_Requirements_
Transcribe the listing word for word, beginning at the line that contains "Where can you spot the red brick" and continuing through the end of the listing. Leave the pictures out of your answer.

Data pulled from a collection:
+ + + + +
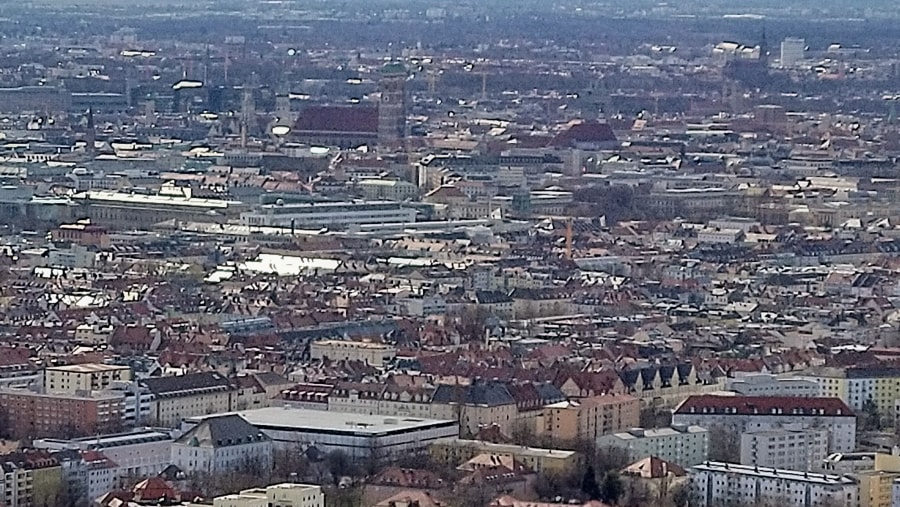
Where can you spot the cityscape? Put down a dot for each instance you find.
(433, 253)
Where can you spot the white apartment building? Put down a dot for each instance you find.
(387, 190)
(719, 236)
(716, 484)
(895, 493)
(138, 453)
(740, 414)
(277, 495)
(81, 378)
(787, 449)
(331, 215)
(685, 446)
(763, 384)
(375, 354)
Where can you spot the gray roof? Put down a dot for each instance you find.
(491, 394)
(187, 384)
(222, 431)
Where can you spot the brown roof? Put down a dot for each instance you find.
(763, 405)
(585, 132)
(338, 119)
(653, 468)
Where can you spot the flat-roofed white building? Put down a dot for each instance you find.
(360, 436)
(714, 484)
(388, 190)
(75, 378)
(276, 495)
(785, 448)
(138, 453)
(331, 215)
(375, 354)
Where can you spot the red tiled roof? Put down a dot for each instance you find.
(337, 119)
(763, 405)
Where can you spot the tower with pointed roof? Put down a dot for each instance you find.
(392, 105)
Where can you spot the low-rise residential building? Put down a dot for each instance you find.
(684, 446)
(772, 385)
(276, 495)
(590, 418)
(81, 378)
(375, 354)
(455, 451)
(715, 483)
(785, 448)
(138, 453)
(859, 385)
(387, 190)
(895, 493)
(876, 487)
(222, 444)
(29, 479)
(38, 415)
(176, 398)
(740, 414)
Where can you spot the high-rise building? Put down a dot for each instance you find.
(793, 50)
(392, 105)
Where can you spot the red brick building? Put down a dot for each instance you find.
(28, 414)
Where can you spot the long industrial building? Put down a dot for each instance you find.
(360, 436)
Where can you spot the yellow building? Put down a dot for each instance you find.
(30, 479)
(80, 378)
(875, 488)
(453, 452)
(375, 354)
(46, 484)
(589, 418)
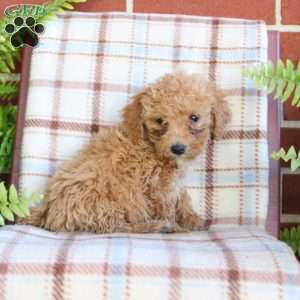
+ + + + +
_Answer below_
Where can you spot the red brick building? Put down a dot for each instance you find.
(28, 414)
Where can you spot the long industrial building? Put down a dot for each instance you find.
(360, 436)
Where can you spot the yellow building? Put down a dot for each instance you find.
(30, 479)
(80, 378)
(875, 488)
(453, 452)
(375, 354)
(46, 484)
(589, 418)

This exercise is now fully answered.